:: Aim of the task ::
Copy the line containing "Please spot the garage", then all lines after it up to and including the final line of the material, exactly and without additions.

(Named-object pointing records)

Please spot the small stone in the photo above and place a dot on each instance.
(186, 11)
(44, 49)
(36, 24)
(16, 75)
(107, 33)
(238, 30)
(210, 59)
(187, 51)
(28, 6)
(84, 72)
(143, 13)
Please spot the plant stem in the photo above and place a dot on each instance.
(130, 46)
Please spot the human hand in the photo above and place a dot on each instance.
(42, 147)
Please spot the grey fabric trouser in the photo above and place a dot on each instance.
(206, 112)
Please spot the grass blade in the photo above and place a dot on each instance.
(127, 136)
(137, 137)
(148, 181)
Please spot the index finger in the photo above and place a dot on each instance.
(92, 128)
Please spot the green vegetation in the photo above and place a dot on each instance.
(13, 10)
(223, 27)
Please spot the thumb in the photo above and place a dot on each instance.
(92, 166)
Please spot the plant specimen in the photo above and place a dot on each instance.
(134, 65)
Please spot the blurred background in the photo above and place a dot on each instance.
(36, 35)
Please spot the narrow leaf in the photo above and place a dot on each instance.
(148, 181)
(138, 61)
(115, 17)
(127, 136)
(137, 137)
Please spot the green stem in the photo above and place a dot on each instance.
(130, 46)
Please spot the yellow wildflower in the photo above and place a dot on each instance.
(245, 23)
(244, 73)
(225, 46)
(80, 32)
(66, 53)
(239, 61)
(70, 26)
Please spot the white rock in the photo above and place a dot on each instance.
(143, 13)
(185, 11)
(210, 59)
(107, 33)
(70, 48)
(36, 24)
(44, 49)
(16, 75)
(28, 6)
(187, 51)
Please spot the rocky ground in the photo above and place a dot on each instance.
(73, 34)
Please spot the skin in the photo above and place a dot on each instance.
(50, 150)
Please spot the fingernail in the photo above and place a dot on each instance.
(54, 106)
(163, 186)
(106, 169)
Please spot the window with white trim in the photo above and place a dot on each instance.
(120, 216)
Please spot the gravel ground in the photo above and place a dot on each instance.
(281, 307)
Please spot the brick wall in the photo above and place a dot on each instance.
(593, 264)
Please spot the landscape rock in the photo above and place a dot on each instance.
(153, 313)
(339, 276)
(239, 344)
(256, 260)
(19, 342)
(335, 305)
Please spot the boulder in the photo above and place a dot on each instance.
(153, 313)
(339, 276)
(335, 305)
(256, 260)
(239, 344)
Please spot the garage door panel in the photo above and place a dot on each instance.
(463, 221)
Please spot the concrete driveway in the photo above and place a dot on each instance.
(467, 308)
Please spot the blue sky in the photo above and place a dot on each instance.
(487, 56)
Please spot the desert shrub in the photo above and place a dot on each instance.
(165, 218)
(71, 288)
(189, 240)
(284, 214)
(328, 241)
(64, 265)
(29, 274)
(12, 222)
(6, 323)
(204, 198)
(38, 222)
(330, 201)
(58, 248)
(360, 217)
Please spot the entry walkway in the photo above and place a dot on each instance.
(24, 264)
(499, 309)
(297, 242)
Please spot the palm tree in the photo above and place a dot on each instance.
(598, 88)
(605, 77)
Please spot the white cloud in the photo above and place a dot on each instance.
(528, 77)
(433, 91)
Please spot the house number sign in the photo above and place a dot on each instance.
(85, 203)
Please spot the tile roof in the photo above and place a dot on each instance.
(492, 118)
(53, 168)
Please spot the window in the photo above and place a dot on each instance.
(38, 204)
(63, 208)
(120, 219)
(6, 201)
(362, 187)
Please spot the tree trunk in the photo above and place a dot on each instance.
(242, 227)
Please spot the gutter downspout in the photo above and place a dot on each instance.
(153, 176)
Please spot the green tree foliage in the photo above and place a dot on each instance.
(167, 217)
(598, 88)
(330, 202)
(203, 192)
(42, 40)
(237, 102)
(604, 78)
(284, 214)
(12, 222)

:: Answer to the exercise ::
Please spot the garage door panel in the photo above and place a dot on each instance.
(463, 221)
Please spot the concrete driveway in the photo above and place a dot on each instance.
(467, 308)
Please spot the blue sky in the photo above and place a dot on each instance.
(487, 56)
Please spot the desert shrub in the photo above and place a dot on each instance.
(165, 218)
(71, 288)
(189, 240)
(284, 214)
(328, 241)
(64, 265)
(29, 274)
(12, 222)
(6, 323)
(204, 198)
(38, 222)
(330, 201)
(58, 248)
(360, 217)
Please spot the entry walkway in the photo above and place a dot on each instance.
(24, 264)
(499, 309)
(297, 242)
Please spot the palm tree in the photo above and place a dot on each instance.
(598, 88)
(605, 77)
Please spot the white cloud in the photo above and place a dot on each instance.
(528, 77)
(433, 91)
Please spot the house number sign in the photo above and place a dot on each instance.
(85, 203)
Please spot the tile roof in the photo above and place a dot on each instance.
(492, 118)
(53, 168)
Please spot the window in the photo above and place a dot on each instance.
(38, 204)
(63, 208)
(120, 219)
(6, 201)
(362, 187)
Please spot the tree trunk in the photo above and place a dot on each instance.
(242, 227)
Please spot the gutter downspout in the photo above and place a dot on each instance.
(153, 176)
Please spot the green tree foliage in the photo above and place a dot on each instance.
(167, 217)
(598, 88)
(330, 202)
(203, 192)
(42, 40)
(237, 102)
(604, 78)
(284, 214)
(12, 222)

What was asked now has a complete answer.